* START *

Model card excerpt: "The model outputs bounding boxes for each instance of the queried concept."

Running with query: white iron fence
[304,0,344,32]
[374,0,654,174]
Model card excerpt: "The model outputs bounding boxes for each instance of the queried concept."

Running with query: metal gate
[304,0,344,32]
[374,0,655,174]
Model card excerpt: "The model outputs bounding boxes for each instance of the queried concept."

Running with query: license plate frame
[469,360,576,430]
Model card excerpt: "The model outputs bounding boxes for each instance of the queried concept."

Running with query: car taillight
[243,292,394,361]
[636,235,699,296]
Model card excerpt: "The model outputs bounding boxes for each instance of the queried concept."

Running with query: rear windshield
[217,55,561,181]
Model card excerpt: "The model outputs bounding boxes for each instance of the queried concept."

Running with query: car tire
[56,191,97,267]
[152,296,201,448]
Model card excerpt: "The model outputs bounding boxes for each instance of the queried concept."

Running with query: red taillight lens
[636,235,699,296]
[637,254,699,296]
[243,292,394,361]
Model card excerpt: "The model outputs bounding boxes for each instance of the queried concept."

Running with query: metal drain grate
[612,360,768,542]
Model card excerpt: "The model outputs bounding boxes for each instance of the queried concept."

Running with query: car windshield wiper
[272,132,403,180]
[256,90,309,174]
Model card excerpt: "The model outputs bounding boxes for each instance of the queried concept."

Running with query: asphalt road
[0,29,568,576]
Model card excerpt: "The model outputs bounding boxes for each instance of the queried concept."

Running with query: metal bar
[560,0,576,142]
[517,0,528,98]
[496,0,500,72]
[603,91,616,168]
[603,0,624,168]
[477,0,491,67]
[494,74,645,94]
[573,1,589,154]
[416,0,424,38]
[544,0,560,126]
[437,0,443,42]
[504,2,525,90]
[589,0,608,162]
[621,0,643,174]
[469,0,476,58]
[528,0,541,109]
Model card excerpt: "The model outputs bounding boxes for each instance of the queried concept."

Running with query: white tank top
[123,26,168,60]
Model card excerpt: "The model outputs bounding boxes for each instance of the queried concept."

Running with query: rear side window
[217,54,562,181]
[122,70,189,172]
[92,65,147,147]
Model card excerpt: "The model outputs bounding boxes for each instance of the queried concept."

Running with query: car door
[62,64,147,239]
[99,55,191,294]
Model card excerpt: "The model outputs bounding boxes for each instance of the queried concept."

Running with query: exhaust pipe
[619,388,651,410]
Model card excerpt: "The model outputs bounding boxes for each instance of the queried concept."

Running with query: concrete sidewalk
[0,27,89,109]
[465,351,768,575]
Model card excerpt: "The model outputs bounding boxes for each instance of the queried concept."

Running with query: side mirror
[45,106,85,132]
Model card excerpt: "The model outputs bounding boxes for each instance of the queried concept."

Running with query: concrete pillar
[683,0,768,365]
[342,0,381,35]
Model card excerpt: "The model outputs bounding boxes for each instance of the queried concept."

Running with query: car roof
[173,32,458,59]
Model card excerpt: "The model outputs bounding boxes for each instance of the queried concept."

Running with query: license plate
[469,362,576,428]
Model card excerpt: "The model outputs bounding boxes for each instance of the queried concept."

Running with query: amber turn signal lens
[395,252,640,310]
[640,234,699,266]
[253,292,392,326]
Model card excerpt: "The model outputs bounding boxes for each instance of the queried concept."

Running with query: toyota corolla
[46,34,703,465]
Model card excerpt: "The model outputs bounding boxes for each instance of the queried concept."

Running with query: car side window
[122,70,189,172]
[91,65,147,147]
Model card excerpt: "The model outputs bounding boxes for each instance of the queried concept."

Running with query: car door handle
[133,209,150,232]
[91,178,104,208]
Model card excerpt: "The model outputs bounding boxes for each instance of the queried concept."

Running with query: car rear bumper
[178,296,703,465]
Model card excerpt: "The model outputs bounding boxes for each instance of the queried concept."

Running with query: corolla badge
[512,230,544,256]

* END *
* START *

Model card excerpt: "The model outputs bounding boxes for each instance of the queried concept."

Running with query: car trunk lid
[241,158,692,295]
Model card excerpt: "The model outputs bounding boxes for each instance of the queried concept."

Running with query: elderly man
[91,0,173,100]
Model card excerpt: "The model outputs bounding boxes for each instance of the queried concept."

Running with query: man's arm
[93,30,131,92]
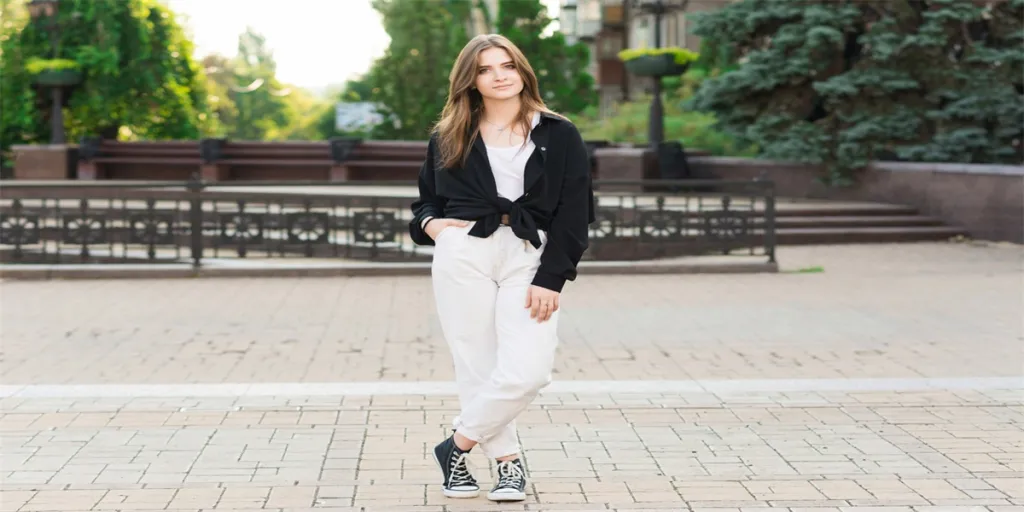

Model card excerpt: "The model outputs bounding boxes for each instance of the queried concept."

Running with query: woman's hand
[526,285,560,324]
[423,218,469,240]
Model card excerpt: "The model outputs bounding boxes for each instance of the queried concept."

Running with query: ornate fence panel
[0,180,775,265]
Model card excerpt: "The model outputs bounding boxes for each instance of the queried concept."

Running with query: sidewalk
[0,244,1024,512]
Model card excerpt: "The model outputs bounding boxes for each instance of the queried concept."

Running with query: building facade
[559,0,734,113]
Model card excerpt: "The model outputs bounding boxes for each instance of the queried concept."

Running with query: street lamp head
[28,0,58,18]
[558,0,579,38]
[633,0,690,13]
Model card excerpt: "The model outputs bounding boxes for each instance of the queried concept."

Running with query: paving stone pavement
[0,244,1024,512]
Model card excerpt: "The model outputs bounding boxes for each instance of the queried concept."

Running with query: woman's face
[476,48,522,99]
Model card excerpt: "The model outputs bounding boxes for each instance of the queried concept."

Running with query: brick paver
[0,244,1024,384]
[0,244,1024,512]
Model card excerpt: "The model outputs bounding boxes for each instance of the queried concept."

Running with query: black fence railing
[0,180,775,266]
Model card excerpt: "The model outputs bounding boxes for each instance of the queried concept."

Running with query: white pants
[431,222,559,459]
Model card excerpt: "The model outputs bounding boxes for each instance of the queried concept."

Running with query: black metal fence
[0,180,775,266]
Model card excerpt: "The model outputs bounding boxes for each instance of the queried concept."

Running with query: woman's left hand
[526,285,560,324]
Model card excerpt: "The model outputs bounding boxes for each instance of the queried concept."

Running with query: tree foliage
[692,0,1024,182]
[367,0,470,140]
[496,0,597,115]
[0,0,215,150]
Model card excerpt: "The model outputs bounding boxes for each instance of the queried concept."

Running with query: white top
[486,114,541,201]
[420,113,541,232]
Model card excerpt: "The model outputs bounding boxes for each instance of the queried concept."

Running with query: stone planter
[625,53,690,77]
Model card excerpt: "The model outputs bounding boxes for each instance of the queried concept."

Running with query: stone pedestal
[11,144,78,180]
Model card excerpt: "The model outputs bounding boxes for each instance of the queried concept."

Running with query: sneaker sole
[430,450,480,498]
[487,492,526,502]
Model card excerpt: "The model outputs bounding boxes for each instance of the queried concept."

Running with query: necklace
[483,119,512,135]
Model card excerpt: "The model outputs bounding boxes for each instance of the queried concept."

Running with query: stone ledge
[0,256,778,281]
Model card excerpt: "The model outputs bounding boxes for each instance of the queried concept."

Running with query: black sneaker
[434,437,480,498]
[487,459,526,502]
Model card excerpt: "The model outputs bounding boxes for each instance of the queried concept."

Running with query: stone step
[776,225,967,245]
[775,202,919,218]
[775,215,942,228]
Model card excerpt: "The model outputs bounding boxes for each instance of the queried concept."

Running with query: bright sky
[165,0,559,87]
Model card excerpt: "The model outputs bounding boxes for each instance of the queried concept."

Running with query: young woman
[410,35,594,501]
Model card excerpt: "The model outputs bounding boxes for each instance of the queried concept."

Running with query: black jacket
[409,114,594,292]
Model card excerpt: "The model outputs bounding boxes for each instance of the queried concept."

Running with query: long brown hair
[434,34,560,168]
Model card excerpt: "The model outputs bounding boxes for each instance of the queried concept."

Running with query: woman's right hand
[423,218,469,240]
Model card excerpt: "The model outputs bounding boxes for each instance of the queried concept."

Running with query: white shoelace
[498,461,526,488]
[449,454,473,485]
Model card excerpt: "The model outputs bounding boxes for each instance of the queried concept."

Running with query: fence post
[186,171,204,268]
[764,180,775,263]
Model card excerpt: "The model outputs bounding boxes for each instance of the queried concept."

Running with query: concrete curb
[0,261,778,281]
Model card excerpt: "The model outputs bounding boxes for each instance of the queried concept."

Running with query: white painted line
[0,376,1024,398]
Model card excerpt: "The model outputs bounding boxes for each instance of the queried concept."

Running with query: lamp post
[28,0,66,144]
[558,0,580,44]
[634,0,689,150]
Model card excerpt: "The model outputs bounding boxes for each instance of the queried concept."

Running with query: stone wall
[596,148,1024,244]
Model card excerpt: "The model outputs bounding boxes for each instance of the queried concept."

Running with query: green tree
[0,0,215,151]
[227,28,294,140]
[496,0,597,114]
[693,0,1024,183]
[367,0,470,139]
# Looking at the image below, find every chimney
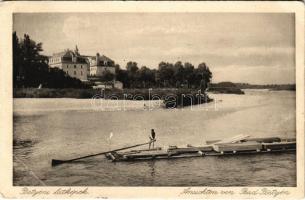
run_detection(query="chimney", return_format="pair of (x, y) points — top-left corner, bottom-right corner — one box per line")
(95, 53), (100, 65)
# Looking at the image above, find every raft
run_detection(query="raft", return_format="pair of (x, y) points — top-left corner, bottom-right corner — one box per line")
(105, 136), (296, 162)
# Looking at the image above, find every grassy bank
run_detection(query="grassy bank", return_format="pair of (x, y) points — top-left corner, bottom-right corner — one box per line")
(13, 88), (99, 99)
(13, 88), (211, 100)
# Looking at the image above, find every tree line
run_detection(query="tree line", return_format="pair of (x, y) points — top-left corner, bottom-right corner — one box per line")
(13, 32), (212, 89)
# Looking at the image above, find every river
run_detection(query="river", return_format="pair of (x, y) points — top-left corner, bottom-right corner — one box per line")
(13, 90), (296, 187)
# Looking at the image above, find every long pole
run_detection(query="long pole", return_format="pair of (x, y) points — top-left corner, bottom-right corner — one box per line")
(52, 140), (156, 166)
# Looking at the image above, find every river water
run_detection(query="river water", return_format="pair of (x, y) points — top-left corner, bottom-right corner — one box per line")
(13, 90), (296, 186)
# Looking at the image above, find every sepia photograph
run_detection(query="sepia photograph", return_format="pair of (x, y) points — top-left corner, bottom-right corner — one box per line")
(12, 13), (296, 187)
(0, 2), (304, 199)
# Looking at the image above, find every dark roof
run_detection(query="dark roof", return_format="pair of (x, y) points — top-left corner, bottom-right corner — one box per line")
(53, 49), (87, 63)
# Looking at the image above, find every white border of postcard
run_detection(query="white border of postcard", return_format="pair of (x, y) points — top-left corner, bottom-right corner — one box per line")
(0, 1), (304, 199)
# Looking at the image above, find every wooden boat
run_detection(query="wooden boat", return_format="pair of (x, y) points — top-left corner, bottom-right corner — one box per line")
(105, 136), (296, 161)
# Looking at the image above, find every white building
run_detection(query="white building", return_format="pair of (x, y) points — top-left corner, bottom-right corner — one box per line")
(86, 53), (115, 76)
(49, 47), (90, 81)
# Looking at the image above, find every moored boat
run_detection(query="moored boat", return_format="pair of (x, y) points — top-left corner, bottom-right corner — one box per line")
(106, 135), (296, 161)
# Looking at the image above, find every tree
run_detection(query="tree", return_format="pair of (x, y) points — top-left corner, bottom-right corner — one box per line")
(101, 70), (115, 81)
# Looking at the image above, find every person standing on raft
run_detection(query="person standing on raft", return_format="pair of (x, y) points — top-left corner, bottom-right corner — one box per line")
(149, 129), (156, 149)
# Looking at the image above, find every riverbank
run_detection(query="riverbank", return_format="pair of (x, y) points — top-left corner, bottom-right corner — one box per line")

* END *
* START *

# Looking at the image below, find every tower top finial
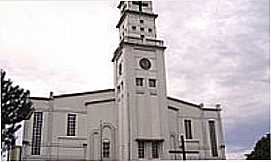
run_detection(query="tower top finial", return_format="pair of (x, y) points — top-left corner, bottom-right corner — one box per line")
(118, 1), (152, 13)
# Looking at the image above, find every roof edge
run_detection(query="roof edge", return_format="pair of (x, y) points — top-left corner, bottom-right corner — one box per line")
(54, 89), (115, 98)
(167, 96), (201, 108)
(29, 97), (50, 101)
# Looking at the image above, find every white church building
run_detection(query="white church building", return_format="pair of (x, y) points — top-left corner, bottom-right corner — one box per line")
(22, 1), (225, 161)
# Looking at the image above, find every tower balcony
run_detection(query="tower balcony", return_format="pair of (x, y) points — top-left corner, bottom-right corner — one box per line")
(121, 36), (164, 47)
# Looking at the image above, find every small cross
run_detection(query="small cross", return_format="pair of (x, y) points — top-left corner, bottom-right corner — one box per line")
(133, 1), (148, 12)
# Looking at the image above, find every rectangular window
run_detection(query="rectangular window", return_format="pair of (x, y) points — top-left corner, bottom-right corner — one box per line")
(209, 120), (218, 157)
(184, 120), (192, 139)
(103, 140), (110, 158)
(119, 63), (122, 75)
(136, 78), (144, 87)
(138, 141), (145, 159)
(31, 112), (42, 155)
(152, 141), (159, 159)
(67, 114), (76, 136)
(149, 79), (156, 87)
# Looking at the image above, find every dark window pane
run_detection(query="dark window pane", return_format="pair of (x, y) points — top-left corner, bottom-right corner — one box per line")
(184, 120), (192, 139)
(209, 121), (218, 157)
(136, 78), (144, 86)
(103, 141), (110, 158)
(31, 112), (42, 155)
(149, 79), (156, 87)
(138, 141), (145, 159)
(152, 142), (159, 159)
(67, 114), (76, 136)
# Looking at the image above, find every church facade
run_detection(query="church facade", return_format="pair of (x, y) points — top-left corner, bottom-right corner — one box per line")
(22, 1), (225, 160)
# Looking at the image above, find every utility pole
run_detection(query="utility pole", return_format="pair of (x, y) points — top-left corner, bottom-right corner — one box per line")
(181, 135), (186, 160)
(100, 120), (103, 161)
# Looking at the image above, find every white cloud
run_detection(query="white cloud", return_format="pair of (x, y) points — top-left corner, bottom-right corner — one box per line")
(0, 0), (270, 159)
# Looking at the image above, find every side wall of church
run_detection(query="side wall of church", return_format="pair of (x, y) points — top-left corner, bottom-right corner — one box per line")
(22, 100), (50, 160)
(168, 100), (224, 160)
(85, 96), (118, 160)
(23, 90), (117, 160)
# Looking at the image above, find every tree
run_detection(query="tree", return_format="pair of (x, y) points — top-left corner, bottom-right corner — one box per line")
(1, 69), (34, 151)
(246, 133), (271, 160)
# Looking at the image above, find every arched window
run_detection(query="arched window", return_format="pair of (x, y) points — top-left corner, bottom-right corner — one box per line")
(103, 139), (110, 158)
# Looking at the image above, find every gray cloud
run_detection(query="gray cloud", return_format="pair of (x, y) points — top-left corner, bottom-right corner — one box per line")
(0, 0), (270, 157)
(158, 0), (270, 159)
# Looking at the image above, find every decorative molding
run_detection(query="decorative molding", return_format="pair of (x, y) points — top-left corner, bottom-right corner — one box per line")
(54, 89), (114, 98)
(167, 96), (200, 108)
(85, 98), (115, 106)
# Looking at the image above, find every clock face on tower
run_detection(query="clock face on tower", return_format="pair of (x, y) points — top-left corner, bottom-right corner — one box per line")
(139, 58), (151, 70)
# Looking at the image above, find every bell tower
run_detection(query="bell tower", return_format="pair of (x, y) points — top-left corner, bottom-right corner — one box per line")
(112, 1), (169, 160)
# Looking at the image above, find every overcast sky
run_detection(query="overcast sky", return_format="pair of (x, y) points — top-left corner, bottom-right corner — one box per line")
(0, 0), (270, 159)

* END *

» WHAT TO DO:
Turn the stretch of records above, from the line containing "# Looking at the image above, find every tower" through the line containing "(23, 90), (117, 160)", into a Markdown table with the columns Row and Line. Include both end lines, number each row, and leave out blank lines.

» WRITTEN RESPONSE:
| Row | Line |
|---|---|
| 1 | # Looking at the image above, find every tower balcony |
| 2 | run_detection(query="tower balcony", return_format="pair of (x, y) points — top-left corner, bottom-right corner — one box per line") |
| 3 | (121, 36), (164, 47) |
| 4 | # Looking at the image above, find every small cross |
| 5 | run_detection(query="small cross", return_format="pair of (x, y) points — top-left corner, bottom-right corner — one box per line") |
| 6 | (133, 1), (148, 12) |
| 7 | # Looking at the image above, find every rectangular window |
| 8 | run_detection(query="rectangular window", return_format="pair of (x, y) points — top-left corner, bottom-right corner — one box per line") |
| 9 | (209, 120), (218, 157) |
| 10 | (184, 120), (192, 139) |
| 11 | (103, 140), (110, 158) |
| 12 | (119, 63), (122, 75) |
| 13 | (136, 78), (144, 87) |
| 14 | (138, 141), (145, 159) |
| 15 | (31, 112), (42, 155) |
| 16 | (152, 141), (159, 159) |
| 17 | (67, 114), (76, 136) |
| 18 | (149, 79), (156, 87) |
| 19 | # Looking at the image above, find every dark window pane |
| 20 | run_detection(query="dark window pane", return_format="pair of (x, y) points — top-left corner, bottom-right corner — one box per line") |
| 21 | (184, 120), (192, 139) |
| 22 | (209, 121), (218, 157) |
| 23 | (136, 78), (144, 86) |
| 24 | (103, 141), (110, 158) |
| 25 | (31, 112), (42, 155) |
| 26 | (149, 79), (156, 87) |
| 27 | (138, 141), (145, 159) |
| 28 | (152, 142), (159, 159) |
| 29 | (67, 114), (76, 136) |
| 30 | # Looking at the image above, find every church facade |
| 31 | run_detection(query="church facade", return_format="pair of (x, y) points — top-left corner, bottom-right corner — one box per line") |
| 32 | (22, 1), (225, 160) |
| 33 | # Looking at the image above, find every utility pole |
| 34 | run_detection(query="utility pole", return_format="pair of (x, y) points — top-left corner, bottom-right corner — one box per line") |
| 35 | (181, 135), (186, 160) |
| 36 | (100, 120), (103, 161) |
| 37 | # Looking at the image above, find every white cloud |
| 38 | run_detection(query="white cloud", return_format="pair of (x, y) points — top-left corner, bottom-right corner — one box per line") |
| 39 | (0, 0), (270, 159) |
| 40 | # Looking at the image above, find every side wall of church |
| 41 | run_detection(query="side wall of church", return_format="pair of (x, y) points — top-left corner, bottom-right corner — one box per line") |
| 42 | (22, 100), (50, 160) |
| 43 | (168, 100), (224, 160) |
| 44 | (85, 96), (118, 160) |
| 45 | (23, 90), (117, 160) |